• TEXTO DA PÁGINA:
════

Importante deixar claro que a versão aprovada ontem é uma substitutiva, sugerida pela relatora da Comissão de Família e Seguridade Social, que exclui os pontos em que o PL entra em confronto com o Código Penal. Ou seja, nessa versão, ainda que se estabeleça a possibilidade de atribuição de paternidade ao estuprador, não há sugestão de criminalização de condutas, que é o que mais nos preocupa. Mas isso não significa, em absoluto, que estamos a salvo. Como avalia a OAB:

“A proposta atropela princípios ético-jurídicos e constitucionais, derroga leis existentes, e destrói conquistas duramente obtidas, como a admissão de pesquisa com células tronco, além de ignorar os direitos fundamentais das mulheres e legitimar a violência contra a mulher, ao se propor que elas sejam “pagas” pelo Estado para terem um filho gerado por estupro. Por todo o exposto, o Projeto de Lei 478/2007 (Estatuto do Nascituro), seus apensos e o substitutivo revelam graves inconstitucionalidades e não se mostram adequados juridicamente como política social, devendo ser integralmente rejeitados.”

Outra das “graves consequências” identificadas pelo parecer da OAB recai sobre a fertilização in vitro:

“(…) relativas à atribuição de personalidade ao embrião congelado, o que geraria efeitos civis e perplexidades, desde problemas de identificação, reflexos sobre o registro civil, controvérsias relativas à representação civil e à parentalidade dos embriões gerados exclusivamente com material fecundante de doadores, assim como desdobramentos referentes às relações de parentesco e intrincadas questões de ordem sucessória, além da pretensa possibilidade de exercício dos direitos da personalidade”

════

• DADOS:
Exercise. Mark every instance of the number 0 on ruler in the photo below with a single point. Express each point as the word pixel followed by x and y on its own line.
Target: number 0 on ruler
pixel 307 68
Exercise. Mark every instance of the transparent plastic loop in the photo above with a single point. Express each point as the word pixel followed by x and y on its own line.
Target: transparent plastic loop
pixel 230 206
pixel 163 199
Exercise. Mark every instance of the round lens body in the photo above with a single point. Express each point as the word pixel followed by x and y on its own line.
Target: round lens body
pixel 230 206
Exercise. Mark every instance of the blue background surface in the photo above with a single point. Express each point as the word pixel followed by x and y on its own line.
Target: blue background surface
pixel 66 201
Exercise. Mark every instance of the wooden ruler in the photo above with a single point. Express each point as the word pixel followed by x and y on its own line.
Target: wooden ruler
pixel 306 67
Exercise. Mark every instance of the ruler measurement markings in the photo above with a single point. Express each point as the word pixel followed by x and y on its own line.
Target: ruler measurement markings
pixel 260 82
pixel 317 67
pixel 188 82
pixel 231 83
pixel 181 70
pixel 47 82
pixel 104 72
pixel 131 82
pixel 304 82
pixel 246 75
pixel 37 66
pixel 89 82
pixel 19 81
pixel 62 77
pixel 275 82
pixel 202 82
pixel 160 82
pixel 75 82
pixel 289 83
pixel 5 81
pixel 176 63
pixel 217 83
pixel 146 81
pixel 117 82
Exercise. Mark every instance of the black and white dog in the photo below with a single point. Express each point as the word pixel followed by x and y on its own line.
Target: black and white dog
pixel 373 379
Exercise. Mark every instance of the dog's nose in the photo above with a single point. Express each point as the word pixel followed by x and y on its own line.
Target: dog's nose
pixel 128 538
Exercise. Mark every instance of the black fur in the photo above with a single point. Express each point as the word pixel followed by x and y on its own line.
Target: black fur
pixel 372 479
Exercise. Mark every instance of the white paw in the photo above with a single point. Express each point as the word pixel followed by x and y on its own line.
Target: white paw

════

• SEU OBJETIVO:
Segundo o texto sobre o Estatuto do Nascituro, quem sugeriu a versão substitutiva aprovada?

• SOLUÇÃO DO EXERCÍCIO:
A relatora da Comissão de Família e Seguridade Social.